- What you should do
In the text about one year of sobriety, on what day did the writer stop drinking?

- Text excerpt
One year. 365 days. 8670 hours. 525,600 minutes. Without a single drop of alcohol. Not one drink. Not even a dose of NyQuil. No mouthwash with alcohol in it. If you had told me on the first day I stopped drinking, Memorial Day of 2012, that I could make it a year, I would have told you that you were insane. As I looked down at my hands shaking, I didn’t think I could make it an hour. Yet here I am, one full year later, sober, stronger, healthier, and happier. Some days were easy. Some were hard. Some were downright miserable. And for some I just had to stay in bed. But I did it. I went from shaking to calm. Hungover to energetic. Bloated and heavy to fit and 15 pounds lighter. Lost to finding myself. Alcoholic to recovering. But still an alcoholic. That will never go away. But I will be a recovering alcoholic with one year of sobriety under my belt, and a shiny coin to carry proudly. Now I understand the will to change and the meaning of endurance.

- Material shown
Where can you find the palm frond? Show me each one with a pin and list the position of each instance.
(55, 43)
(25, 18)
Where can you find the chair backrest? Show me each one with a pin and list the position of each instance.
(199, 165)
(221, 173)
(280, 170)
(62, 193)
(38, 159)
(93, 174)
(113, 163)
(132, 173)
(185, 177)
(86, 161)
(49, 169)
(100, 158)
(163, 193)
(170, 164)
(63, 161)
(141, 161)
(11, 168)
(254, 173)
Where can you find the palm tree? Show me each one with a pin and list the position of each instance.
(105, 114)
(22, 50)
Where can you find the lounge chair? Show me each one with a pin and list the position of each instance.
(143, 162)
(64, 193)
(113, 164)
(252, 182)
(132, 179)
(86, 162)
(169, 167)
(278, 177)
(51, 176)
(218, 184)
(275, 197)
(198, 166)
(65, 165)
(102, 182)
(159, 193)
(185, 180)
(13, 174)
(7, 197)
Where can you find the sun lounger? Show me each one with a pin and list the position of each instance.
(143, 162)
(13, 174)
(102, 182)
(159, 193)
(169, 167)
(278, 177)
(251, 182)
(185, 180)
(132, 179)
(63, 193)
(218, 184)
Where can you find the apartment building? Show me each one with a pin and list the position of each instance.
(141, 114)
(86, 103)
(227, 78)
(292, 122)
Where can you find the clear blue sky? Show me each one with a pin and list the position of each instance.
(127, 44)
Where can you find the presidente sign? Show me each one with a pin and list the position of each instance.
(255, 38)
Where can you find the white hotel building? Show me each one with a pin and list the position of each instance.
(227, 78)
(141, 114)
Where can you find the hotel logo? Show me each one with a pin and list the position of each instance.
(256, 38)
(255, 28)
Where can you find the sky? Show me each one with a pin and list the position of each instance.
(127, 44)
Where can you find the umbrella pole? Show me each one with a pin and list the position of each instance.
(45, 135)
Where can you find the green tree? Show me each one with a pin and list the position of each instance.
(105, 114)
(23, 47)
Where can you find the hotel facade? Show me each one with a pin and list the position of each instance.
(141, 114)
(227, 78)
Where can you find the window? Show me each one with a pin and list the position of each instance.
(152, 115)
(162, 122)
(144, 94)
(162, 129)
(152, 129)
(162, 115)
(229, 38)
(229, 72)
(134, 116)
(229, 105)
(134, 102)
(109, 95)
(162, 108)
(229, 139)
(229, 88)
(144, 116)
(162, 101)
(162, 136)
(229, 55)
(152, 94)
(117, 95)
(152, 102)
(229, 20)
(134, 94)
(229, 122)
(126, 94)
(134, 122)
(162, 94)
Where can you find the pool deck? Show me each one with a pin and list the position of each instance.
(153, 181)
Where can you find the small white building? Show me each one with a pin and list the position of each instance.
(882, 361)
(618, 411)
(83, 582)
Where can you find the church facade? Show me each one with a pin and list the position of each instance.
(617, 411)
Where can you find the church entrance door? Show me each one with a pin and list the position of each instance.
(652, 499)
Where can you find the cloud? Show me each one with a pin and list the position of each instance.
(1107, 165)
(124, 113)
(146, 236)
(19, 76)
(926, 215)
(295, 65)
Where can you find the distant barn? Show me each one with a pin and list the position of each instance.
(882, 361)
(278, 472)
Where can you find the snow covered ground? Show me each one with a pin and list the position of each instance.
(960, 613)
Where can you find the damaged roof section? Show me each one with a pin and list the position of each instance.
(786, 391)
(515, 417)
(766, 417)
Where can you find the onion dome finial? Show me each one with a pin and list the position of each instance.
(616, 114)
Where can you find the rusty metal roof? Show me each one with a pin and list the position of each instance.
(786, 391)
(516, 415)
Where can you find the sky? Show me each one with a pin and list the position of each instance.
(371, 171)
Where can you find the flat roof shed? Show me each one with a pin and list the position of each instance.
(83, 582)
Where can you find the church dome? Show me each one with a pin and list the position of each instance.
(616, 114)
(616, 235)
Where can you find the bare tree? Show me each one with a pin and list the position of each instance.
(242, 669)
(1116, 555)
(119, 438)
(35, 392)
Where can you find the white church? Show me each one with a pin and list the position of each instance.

- Response
Memorial Day of 2012.